Stored data entries

=== Section Start ===

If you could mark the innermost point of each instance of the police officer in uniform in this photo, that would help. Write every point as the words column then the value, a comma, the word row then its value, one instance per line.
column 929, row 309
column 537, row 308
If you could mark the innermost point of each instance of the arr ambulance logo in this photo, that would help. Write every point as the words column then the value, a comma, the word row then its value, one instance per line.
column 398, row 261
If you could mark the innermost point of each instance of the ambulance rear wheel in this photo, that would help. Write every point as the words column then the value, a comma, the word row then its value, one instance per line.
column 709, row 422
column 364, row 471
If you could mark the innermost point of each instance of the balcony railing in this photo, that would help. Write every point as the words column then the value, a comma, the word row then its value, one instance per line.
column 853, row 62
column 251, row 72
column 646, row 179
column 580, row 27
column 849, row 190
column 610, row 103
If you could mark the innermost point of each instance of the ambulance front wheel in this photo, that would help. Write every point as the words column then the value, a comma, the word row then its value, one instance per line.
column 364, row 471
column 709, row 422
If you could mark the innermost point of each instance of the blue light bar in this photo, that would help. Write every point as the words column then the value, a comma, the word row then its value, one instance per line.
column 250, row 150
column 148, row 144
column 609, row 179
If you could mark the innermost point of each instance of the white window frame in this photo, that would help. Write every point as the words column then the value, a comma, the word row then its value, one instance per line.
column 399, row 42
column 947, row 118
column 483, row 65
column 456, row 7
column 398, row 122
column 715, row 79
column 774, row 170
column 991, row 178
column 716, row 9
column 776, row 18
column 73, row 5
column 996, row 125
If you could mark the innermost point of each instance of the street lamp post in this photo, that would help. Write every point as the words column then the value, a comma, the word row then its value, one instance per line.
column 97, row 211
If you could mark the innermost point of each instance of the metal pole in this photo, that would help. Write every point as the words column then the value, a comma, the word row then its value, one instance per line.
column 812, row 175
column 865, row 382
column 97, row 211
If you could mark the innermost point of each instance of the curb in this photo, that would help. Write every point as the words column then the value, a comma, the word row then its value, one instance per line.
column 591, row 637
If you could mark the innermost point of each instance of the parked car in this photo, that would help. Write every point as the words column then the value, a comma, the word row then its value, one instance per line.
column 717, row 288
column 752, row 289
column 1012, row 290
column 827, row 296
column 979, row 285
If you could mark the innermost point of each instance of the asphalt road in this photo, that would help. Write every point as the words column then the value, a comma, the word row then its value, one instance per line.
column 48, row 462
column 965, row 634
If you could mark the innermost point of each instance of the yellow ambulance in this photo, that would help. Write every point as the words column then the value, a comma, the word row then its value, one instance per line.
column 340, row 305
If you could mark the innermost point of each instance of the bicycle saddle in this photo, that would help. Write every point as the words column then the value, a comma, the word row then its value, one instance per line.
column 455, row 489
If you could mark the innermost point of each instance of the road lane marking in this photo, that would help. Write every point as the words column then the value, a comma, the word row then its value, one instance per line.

=== Section End ===

**Aim of the exercise:** Every line of the data must be written out again word for word.

**Solved problem:**
If you could mark the innermost point of each instance of the police officer in uniform in this photo, that would help. Write every point as the words column then the value, a comma, the word row then its value, one instance per line.
column 929, row 309
column 537, row 308
If you could mark the innermost point of each instance of the arr ambulance logo in this photo, that would help. Write every point as the words column then the value, a comma, the word row then its value, one instance per line.
column 398, row 261
If you could mark the innermost point of each instance of the ambulance rear wheel in this photo, that would help. Write every point as the words column then the value, a comma, the word row then its value, one instance per line.
column 709, row 422
column 364, row 471
If you could mark the innermost point of each instance of the balcony railing in this photo, that would help. Write every point as the words column then the value, a comma, the word row then its value, one instance per line.
column 853, row 62
column 251, row 72
column 646, row 179
column 580, row 27
column 849, row 190
column 610, row 103
If you could mark the innermost point of each instance of the ambulance front wheel in this photo, that would help. Write every point as the words column then the value, a comma, the word row then its value, one instance per line.
column 364, row 471
column 709, row 422
If you could mark the innermost point of each instance of the blue light bar in this photo, that would help. Write every point as the words column then the value, a comma, the word row then its value, one instance per line.
column 250, row 150
column 148, row 144
column 609, row 179
If you could mark the innermost point of each instance of the white window frame in this photo, that would help. Write every point as the words column then the value, a comma, the word row then its value, one instance per line.
column 399, row 42
column 947, row 118
column 483, row 65
column 456, row 7
column 398, row 122
column 715, row 79
column 774, row 170
column 991, row 178
column 716, row 9
column 776, row 18
column 73, row 5
column 996, row 125
If you could mark the innermost point of each instance of the street lamp post in this photo, that would help. Write every point as the words column then the value, a comma, the word row then its value, one instance per line.
column 97, row 211
If you could mark the innermost point of each instance of the metal pole in this photo, that would help. Write every point as the words column then the value, a comma, the word row then its value, one instance per line.
column 812, row 175
column 865, row 382
column 97, row 211
If you could mark the innermost point of each instance of the curb in this photo, that would help. Write every point as the words column then the value, a comma, the word row then its value, one instance per line.
column 591, row 637
If you could mark the innermost point of each instance of the parked car in this photo, that would help. Write every point as the words column then the value, a comma, the word row then its value, one instance per line.
column 717, row 288
column 752, row 289
column 1012, row 290
column 827, row 296
column 979, row 285
If you could mark the innermost point of each instance of the asphalt road in this photo, that would help. Write every point as the words column then the value, a comma, the word row then its value, one instance per line.
column 48, row 462
column 965, row 634
If you could mark the innermost point of each instance of the yellow ambulance in this photo, that would help. Write every point as the words column then the value, a comma, the word row then its value, one instance per line.
column 340, row 305
If you could mark the innermost point of each instance of the bicycle saddle in this photo, that would help. Write every point as the words column then the value, a comma, the word row then its value, one instance per line.
column 455, row 489
If you could mark the innermost point of each instance of the road lane marking in this photo, that would help. Write every point as the words column then the value, a comma, the word row then its value, one instance per line.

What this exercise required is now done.